## READING PASSAGE
[Start]

This story was updated Aug. 7, 2015
Mark Larsen fits the bill of a stereotypical solar-panel user. He's a semi-retired college Spanish professor, active member of Utah Citizens Advocating for Renewable Energy (UCARE) and lives in a suburb of brown adobe homes outside of St. George. From across the valley, his community blends into the surrounding red rock, like a field of boulders on the beige desert horizon. Since he more or less lives under a sun-baked rock, Larsen decided he might as well soak up the rays and use them to power the three-bedroom home on a half-acre he shares with his wife and a feisty Pomeranian named Tisa (short for Petisa or "petite" in Spanish).
His solar-panel array keeps the home cool, powers his electric car and gives back excess electrons to the grid. Considering the fact that Larsen is such a progressive carbon-footprint-conscious professor, it may come as a surprise that his major beef with Utah's regulated monopoly, Rocky Mountain Power (RMP), is, he says, the company's "socialist" posturing.
The way Larsen describes it, if electrons were wealth, RMP would be the redistributor-in-chief when it comes to skimming clean solar-generated electrons and giving them to customers still reliant on the utility's deep and dirty fossil-fuel energy mix—which, between coal and natural gas, accounts for more than 70 percent of RMP's delivered energy.
"For the last 4 1/2 years, we donate those [extra] electrons to Rocky Mountain Power, and Rocky Mountain Power then turns around and sells them to our neighbors at the full rate, even though they haven't done anything to generate it. Now they want to fine me for making that donation to the grid?" Larsen asks with a scoff.
"They keep up a facade of this socialist appearance in order to maintain their capitalist profit, and to me, that is the last straw," Larsen says.

[End]

## STORED ROWS
[Start]

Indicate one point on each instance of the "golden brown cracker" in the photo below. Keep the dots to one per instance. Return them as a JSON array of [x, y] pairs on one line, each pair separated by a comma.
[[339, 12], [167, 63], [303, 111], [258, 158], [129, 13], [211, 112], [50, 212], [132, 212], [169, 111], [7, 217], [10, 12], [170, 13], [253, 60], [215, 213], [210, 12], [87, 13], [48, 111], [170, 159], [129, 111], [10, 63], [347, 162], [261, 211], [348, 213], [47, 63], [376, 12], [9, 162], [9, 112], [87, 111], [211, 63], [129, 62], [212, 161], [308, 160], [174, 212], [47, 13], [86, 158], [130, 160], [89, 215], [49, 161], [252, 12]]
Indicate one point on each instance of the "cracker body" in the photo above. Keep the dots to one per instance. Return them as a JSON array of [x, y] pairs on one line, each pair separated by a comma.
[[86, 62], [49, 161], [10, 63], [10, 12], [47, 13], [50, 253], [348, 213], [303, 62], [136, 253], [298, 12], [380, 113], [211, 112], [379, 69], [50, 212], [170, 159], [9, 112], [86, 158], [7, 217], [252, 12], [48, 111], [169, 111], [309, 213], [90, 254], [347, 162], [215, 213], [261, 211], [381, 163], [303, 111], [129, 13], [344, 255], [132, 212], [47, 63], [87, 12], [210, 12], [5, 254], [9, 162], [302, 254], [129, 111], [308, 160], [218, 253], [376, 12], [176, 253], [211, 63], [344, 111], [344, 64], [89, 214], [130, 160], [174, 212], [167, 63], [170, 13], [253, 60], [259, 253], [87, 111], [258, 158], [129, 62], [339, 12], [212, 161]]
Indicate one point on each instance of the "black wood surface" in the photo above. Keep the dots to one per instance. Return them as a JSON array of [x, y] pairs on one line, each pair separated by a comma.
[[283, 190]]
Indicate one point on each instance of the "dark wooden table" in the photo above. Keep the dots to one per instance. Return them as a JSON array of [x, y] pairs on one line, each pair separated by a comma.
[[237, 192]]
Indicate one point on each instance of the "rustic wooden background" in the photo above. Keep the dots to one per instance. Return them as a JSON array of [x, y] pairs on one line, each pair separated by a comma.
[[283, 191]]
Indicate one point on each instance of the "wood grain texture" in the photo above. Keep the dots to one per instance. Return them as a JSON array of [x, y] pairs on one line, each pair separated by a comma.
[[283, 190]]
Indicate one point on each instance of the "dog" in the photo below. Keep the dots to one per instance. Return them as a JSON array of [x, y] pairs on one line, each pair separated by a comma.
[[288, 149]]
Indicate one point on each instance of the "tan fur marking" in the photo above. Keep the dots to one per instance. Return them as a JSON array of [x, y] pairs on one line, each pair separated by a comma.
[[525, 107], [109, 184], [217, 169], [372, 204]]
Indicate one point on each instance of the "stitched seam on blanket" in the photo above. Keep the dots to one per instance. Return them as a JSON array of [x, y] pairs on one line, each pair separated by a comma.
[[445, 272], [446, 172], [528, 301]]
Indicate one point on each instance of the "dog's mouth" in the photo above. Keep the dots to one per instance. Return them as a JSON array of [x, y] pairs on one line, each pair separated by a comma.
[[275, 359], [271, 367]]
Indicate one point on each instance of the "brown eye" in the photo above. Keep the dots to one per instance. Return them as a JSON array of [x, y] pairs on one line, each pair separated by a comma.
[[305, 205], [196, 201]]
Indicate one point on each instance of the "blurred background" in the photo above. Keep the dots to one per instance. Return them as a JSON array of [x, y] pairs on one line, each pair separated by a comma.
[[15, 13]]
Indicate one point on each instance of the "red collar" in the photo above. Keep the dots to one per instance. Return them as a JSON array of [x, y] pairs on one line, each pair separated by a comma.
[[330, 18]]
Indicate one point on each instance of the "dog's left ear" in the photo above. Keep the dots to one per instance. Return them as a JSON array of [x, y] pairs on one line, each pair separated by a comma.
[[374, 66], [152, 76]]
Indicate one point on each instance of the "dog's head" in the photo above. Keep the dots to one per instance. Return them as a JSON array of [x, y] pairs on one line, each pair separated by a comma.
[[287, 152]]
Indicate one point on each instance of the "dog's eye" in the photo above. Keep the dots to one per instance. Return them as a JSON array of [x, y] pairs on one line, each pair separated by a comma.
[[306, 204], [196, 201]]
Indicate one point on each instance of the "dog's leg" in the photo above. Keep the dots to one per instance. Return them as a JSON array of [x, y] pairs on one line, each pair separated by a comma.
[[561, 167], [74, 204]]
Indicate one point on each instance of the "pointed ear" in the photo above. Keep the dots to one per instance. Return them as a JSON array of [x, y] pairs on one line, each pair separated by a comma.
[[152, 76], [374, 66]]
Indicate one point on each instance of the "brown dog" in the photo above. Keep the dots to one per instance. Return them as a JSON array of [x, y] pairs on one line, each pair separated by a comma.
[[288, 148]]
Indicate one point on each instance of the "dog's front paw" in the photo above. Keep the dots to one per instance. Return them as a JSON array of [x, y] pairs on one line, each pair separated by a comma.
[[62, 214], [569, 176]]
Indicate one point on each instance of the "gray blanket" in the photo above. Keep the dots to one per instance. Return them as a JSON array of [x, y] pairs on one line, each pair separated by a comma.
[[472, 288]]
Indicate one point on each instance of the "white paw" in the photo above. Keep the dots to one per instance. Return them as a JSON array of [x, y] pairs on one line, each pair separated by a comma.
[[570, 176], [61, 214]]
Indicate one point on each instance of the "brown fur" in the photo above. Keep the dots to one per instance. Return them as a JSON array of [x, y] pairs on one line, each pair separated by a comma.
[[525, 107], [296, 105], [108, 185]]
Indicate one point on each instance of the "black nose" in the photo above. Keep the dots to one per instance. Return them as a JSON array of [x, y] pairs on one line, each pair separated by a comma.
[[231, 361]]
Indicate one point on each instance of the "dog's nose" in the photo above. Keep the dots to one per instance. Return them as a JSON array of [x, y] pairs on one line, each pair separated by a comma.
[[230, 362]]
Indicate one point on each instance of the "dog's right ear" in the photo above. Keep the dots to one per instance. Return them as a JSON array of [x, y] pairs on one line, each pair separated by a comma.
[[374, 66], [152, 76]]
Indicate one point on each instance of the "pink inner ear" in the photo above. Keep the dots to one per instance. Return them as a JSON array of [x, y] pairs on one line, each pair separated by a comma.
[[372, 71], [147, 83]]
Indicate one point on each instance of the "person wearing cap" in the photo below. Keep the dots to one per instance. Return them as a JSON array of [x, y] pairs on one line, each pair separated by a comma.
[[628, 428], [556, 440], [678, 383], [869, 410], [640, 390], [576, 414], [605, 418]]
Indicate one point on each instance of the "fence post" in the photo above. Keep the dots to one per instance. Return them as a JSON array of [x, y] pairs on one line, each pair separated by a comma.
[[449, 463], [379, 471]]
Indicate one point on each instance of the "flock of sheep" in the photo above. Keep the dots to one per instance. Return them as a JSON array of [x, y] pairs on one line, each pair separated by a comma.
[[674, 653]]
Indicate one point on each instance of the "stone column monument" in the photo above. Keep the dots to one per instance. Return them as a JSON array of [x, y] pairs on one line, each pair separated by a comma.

[End]

## REQUIRED TASK 1
In the solar-panel story, what is the name of Larsen's Pomeranian?
## REQUIRED TASK 2
Retype a passage from the solar-panel story word for word. Begin at the words "The way Larsen" and stop after "RMP's delivered energy.".
Answer from the article alone.

## EXERCISE RESPONSE 1
Tisa, short for Petisa.

## EXERCISE RESPONSE 2
The way Larsen describes it, if electrons were wealth, RMP would be the redistributor-in-chief when it comes to skimming clean solar-generated electrons and giving them to customers still reliant on the utility's deep and dirty fossil-fuel energy mix—which, between coal and natural gas, accounts for more than 70 percent of RMP's delivered energy.